In 2008, Soft Skull Press published Subduing Demons in America: Selected Poems 1962–2007, the first career-spanning collection of Giorno's poetry, edited by Marcus Boon.

In 2010, Giorno had his first one-person gallery show in New York City, entitled Black Paintings and Drawings, at the Nicole Klagsbrun Gallery, wherein he exhibited works that chronicled the evolution of the poem painting.

In 2011, Giorno starred in one of two versions for the music video to R.E.M.'s final single "We All Go Back to Where We Belong".

From October 2015 to January 2016, the retrospective Ugo Rondinone: I ♥ John Giorno, conceived by Giorno's husband, artist Ugo Rondinone, was presented at the Palais de Tokyo in Paris. The exhibition featured Giorno's work alongside contributions by artists including Angela Bulloch, Anne Collier, Judith Eisler, Pierre Huyghe, Elizabeth Peyton, Michael Stipe, Billy Sullivan, Rirkrit Tiravanija, and Warhol. In 2017, it expanded to citywide retrospective presented across nine nonprofit venues and fifteen partnering institutions in Manhattan. Organized into eight thematic sections, it brought together more than 300 artworks, 600 audio recordings of Giorno's poetry, and approximately 15,000 archival photographs and documents, tracing his career while examining his connections to the Beat Generation, Tibetan Buddhism, AIDS activism, and the New York avant-garde.

== Personal life ==
Giorno had an affair with Pop artist Andy Warhol from 1963 to 1964, after which they rarely saw one another. Reflecting on the relationship years later, Giorno said, "Andy was very difficult emotionally. We had this great love affair in a sense. But also not in a sense. Andy just liked occasionally giving blow jobs. Andy was peculiar. Occasionally he'd come over and give me a blow job for one reason or another, and that was the extent of it." In his memoir, he wrote that Warhol stopped returning his phone calls and excluded him from social gatherings, particularly a 1965 party for poet John Ashbery at the Factory, which upset him.

In the 1960s, Giorno had a fling with dancer Steve Paxton. He also had an affair with Paxton's partner artist Robert Rauschenberg from 1966 to 1968. The two drifted apart but they had a dalliance in 1972. Recalling his relationship with Rauschenberg, Giorno later said, "It was like making love to Alexander the Great or Emperor Hadrian. His body radiated the worldly power of great accomplishments."
===============
INSTRUCTIONS:
1. Extract the passage of the text on John Giorno from "In 2008, Soft" to "by Marcus Boon.".
2. Continue the text on John Giorno from where it stops.
The items come from a different source than the text on John Giorno.

SOURCE DATA:
===============
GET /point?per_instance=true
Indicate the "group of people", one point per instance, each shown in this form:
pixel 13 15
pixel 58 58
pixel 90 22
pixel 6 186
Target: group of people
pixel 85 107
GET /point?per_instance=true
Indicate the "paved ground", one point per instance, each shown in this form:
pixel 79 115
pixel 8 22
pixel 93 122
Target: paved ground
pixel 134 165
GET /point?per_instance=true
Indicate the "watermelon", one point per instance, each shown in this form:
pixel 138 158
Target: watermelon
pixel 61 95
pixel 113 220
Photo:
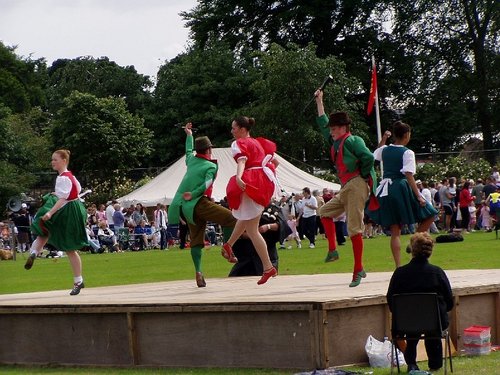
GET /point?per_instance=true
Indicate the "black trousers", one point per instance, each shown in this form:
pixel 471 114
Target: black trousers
===============
RESPONSES PER TASK:
1.
In 2008, Soft Skull Press published Subduing Demons in America: Selected Poems 1962–2007, the first career-spanning collection of Giorno's poetry, edited by Marcus Boon.

2.
Giorno had a romance with artist Jasper Johns from 1968 to 1969. He later admitted, "I was the cause of all the trouble and problems in my relationship with Jasper. I was the one who was attached to the 1960s culture, and who was deluded in believing that psychedelic drugs had magical powers, that poetry, art, and political action could change the world for the better. I felt exiled in domestic life. Jasper just wanted a sane, simple, fulfilling relationship with a man he loved."

Giorno also had a sexual relationship with his close friend, writer William S. Burroughs. In his memoir, he wrote, "I wanted to thank William for being a great hero of gay sexual freedom. I wanted to reward him for his noble efforts. … I wanted to offer him bliss."

Giorno met Swiss artist Ugo Rondinone on March 11, 1998, after Rondinone attended one of his poetry performances and contacted him about a potential collaboration. The two instead began a romantic relationship, while also collaborating on a number of artistic projects over the following years. On February 10, 2017, Giorno married Rondinone, who was 26 years his junior.

Giorno lived at 255 East 74th Street, when a small carriage house was located on the property. He later lived and worked from three lofts at 222 Bowery on the Lower East Side.

==Death==
Giorno died of a heart attack at age 82 on October 11, 2019, at his home in Lower Manhattan. He was survived by his husband Ugo Rondinone.

== Legacy ==
Giorno's artwork Poem Prints (1991) is held in the permanent collection of the Pérez Art Museum Miami as part of the Sackner Archive of Concrete and Visual Poetry acquisition.

In 2020, Farrar, Straus and Giroux published Giorno's posthumous memoir, Great Demon Kings: A Memoir of Poetry, Sex, Art, Death, and Enlightenment.